__Task item__:
The job is to output exactly the lines that run from the start of the entries through the line containing "object | player's bare knee", pictures omitted.

__Input for this task__:

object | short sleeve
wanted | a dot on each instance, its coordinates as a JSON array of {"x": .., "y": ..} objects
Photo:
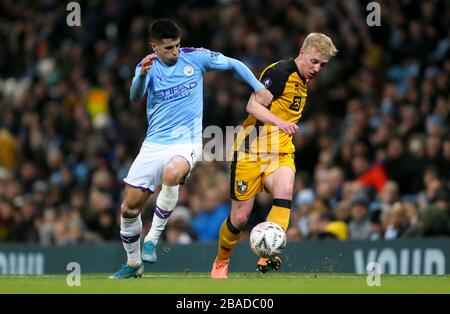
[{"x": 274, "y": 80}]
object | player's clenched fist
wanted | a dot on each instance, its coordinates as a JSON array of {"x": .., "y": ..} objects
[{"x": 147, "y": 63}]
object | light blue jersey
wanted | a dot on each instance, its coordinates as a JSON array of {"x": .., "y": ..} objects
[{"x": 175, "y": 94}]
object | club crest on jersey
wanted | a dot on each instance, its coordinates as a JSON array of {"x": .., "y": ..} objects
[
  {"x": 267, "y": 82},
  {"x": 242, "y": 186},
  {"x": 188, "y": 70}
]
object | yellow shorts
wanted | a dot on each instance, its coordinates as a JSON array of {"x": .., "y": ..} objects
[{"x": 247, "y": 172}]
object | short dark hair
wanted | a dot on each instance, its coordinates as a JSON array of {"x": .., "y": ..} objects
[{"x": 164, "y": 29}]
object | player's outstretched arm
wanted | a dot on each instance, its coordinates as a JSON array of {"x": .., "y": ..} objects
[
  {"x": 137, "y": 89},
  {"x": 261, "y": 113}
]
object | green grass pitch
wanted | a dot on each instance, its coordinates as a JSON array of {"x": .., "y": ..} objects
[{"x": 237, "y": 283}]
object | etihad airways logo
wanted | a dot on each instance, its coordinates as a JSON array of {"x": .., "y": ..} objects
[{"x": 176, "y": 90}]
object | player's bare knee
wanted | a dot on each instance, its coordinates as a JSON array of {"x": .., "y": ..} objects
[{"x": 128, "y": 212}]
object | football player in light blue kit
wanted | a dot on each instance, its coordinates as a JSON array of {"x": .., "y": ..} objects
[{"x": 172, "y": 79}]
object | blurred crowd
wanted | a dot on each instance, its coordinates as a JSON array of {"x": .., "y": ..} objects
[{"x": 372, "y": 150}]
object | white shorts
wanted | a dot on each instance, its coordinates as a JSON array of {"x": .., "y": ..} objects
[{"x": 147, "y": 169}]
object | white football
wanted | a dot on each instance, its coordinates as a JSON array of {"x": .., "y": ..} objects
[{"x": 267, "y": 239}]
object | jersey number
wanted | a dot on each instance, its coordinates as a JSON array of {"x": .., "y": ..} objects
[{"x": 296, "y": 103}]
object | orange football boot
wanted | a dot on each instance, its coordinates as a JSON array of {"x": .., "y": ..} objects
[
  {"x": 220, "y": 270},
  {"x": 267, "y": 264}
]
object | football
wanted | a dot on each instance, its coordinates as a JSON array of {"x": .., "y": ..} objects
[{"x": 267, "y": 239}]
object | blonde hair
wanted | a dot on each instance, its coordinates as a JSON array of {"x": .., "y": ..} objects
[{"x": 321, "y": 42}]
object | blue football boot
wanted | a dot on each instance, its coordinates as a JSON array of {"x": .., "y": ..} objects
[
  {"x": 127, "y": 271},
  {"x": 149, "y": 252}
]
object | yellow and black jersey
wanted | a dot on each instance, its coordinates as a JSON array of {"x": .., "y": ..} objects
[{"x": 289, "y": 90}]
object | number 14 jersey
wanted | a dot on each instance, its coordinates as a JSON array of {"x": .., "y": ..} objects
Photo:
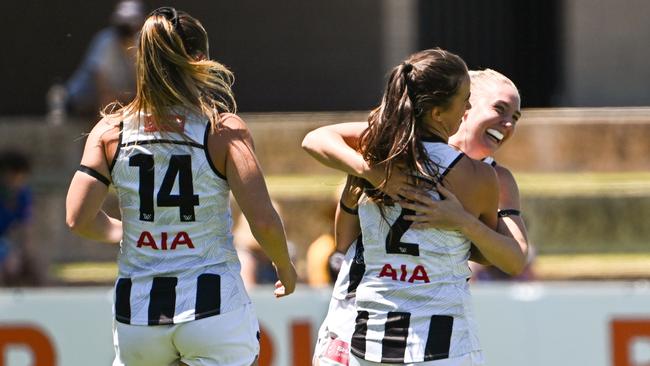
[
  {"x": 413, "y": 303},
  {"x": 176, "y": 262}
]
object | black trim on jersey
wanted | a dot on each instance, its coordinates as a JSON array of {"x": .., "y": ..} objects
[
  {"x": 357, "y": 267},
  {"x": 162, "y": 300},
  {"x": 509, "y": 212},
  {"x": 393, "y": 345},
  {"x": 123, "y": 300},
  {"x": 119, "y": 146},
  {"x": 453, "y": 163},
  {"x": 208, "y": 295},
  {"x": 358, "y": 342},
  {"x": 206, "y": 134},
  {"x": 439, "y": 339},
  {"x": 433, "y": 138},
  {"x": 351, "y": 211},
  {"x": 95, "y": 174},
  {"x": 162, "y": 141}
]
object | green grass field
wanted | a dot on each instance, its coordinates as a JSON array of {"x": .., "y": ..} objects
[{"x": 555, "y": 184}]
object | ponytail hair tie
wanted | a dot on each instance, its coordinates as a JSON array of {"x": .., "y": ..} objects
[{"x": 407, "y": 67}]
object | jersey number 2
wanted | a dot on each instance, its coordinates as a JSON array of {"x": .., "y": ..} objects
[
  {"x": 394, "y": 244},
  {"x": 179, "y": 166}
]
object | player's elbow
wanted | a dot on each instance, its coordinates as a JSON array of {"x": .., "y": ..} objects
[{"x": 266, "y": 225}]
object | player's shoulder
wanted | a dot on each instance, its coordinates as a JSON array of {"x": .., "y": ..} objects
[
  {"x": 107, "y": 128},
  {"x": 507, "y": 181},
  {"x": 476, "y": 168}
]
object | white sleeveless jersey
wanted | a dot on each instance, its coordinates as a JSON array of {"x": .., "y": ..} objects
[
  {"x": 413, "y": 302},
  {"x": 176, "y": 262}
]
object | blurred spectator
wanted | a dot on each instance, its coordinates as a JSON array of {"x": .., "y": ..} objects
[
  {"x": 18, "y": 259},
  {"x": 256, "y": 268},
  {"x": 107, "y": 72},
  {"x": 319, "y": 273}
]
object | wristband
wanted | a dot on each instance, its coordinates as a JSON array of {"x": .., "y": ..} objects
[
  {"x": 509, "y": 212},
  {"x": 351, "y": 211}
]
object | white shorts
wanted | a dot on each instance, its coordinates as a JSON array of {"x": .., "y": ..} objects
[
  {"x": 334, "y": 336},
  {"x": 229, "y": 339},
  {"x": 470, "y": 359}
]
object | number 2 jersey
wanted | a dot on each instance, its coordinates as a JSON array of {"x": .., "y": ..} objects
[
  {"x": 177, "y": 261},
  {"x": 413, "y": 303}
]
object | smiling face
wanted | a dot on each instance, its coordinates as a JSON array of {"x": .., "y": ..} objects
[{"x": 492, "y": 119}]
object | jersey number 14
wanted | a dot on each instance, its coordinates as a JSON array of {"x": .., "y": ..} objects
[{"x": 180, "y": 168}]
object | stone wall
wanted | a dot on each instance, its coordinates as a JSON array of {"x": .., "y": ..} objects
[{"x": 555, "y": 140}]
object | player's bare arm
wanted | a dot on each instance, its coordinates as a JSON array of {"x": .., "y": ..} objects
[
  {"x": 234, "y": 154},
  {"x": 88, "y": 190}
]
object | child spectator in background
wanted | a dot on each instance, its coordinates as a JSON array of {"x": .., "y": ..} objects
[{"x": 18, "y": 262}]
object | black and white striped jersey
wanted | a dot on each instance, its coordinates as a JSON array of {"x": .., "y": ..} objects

__Task output__:
object | short sleeve
wanted | a dot on each instance, its coordinates as a JSON array of {"x": .., "y": ..} objects
Photo:
[{"x": 274, "y": 80}]
object | player's clenched fist
wanted | a dot on each instance, its coordinates as a JSON array of {"x": .., "y": ..} objects
[{"x": 147, "y": 63}]
object | light blue jersey
wanted | a dot on each instance, its coordinates as a JSON array of {"x": .., "y": ..} objects
[{"x": 175, "y": 94}]
object | club crest on jersey
wanted | a dot on each instance, its coordinates as a JSON array of {"x": .., "y": ..} objects
[
  {"x": 267, "y": 82},
  {"x": 242, "y": 186},
  {"x": 188, "y": 70}
]
object | yellow shorts
wanted | a dot on each instance, its coordinates as a JSON array of {"x": .., "y": ..} objects
[{"x": 247, "y": 172}]
object | short dark hair
wanted | a dot on each instance, its coordinates as a JSON array of {"x": .., "y": ..} objects
[{"x": 164, "y": 29}]
object | player's outstretched arm
wanted | a dot on each instance, its coordinates as a JSON array of {"x": .., "y": ..} objects
[
  {"x": 137, "y": 89},
  {"x": 261, "y": 113}
]
object | green grass pitch
wanted | a dot on each instance, its coordinates as a JSON array of {"x": .., "y": ..} objects
[{"x": 237, "y": 283}]
object | etihad airways logo
wanted | a dot on each instance, its coordinates as a JSON array of {"x": .., "y": ..} objects
[{"x": 176, "y": 90}]
object | player's bare knee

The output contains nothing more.